RECORDS FOR THIS TASK.
▼

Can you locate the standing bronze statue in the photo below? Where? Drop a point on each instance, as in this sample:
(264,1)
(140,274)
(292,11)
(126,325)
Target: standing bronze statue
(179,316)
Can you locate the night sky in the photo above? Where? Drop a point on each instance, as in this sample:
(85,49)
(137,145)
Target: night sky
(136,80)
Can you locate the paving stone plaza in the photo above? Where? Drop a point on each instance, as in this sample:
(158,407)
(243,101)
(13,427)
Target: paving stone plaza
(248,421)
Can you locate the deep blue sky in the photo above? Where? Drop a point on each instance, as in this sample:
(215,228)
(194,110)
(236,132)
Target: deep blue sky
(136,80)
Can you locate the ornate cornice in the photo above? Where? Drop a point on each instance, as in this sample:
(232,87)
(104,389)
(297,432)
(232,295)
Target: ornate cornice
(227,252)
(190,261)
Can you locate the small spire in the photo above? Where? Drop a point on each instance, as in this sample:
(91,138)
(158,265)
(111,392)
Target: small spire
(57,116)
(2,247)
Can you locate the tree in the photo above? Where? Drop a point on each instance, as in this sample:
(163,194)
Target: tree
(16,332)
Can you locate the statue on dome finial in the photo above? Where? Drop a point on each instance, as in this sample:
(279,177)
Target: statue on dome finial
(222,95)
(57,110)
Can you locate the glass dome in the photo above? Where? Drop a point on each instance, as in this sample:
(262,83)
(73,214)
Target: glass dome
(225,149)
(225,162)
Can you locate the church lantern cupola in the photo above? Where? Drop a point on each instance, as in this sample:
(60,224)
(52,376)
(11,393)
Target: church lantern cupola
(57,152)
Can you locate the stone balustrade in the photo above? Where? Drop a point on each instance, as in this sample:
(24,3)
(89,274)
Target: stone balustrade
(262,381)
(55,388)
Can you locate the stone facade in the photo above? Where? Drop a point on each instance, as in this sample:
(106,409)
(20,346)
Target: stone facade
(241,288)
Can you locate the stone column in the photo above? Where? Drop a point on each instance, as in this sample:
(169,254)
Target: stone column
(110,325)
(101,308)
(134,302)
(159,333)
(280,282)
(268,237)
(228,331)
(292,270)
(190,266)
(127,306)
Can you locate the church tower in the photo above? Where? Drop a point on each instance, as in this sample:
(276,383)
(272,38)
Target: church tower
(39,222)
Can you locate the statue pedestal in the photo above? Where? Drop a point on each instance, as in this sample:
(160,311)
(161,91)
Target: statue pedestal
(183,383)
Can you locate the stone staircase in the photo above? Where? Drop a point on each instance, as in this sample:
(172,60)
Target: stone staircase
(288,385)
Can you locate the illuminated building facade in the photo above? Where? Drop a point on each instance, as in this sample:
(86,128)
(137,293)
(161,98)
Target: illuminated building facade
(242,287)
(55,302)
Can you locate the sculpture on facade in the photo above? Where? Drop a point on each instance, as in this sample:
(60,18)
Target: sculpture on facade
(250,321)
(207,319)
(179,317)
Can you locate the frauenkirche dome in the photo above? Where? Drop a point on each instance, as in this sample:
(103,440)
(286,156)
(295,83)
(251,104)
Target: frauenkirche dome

▲

REQUIRED WORK. Copy all the items above line for line, changing nothing.

TASK SOLUTION.
Can you locate the standing bronze statue in the photo below? Where? Drop a point on each instance, as in this sample:
(264,1)
(140,274)
(292,11)
(126,325)
Target: standing bronze statue
(179,316)
Can you locate the night sky in the photo above? Where? Drop a point on each instance, as in this sample:
(85,49)
(137,145)
Target: night sky
(136,80)
Can you locate the paving stone plaza in the photo above? Where? Drop a point on each instance, as in this sample:
(158,407)
(243,101)
(13,427)
Target: paving stone plaza
(248,421)
Can you locate the deep blue sky in the photo above? Where? Drop a point on each instance, as in this sample:
(215,228)
(194,110)
(236,132)
Target: deep blue sky
(136,80)
Can you locate the ornate cornice in the photo above? Where? Drop a point on each instance, as in this sample:
(232,87)
(104,389)
(297,432)
(232,295)
Target: ornate cornice
(227,252)
(190,261)
Can you locate the small spire in the photo above? Where? Drop a point on each instance, as in this sample:
(91,138)
(158,265)
(111,392)
Target: small spire
(57,116)
(2,247)
Can you locate the tree in the photo above? Where? Drop a point on each instance, as in this sample:
(163,194)
Target: tree
(16,332)
Can you locate the statue on dome finial in the photo above? Where? Drop a point on each instance, as in this sample:
(279,177)
Target: statue on dome finial
(222,95)
(57,110)
Can you locate the glass dome in the photo above? Where? Drop a point on each instance, as in this sample:
(262,83)
(73,214)
Target: glass dome
(225,149)
(225,162)
Can you locate the church lantern cupola in the photo above? Where? Drop a point on each instance, as in this sample:
(60,224)
(52,376)
(11,393)
Target: church lantern cupola
(57,152)
Can you locate the stone balustrade in the photo above? Where? Drop a point on each instance, as in this sample:
(24,3)
(89,274)
Target: stone balustrade
(262,381)
(55,388)
Can you locate the stone facade in the photo above? Where? Drop a point on each instance, as in this sample:
(106,409)
(20,346)
Target: stone facade
(241,288)
Can you locate the stone column in the photo above? Where? Drop a point on each instance, as in this sample:
(169,254)
Target: stone column
(110,325)
(101,308)
(134,302)
(159,333)
(280,282)
(268,237)
(228,331)
(292,270)
(190,266)
(127,306)
Can you locate the church tower in the photo above? Where? Drop a point on each instance, as in this sample:
(276,383)
(272,38)
Target: church tower
(39,222)
Can you locate the statue pedestal in the photo above? Where? Drop a point on each instance, as in this sample:
(160,311)
(161,91)
Target: statue pedestal
(183,383)
Can you locate the stone staircase in the photo above? Where? Drop a point on each instance, as in this sample:
(172,60)
Target: stone staircase
(288,385)
Can you locate the illuminated building facade in the photo above? Where? Drop a point on each instance, as in this sample:
(86,128)
(137,293)
(161,98)
Target: illuminated building facade
(242,287)
(55,302)
Can you locate the sculpture on facade in the photo above? Where? Drop a point on each instance, as in this sample:
(60,18)
Target: sculpture on facade
(250,321)
(207,319)
(179,317)
Can you locate the frauenkirche dome in the photo above? Where? Drop a point on each instance, as in this sample:
(103,440)
(286,156)
(295,83)
(251,104)
Target: frauenkirche dome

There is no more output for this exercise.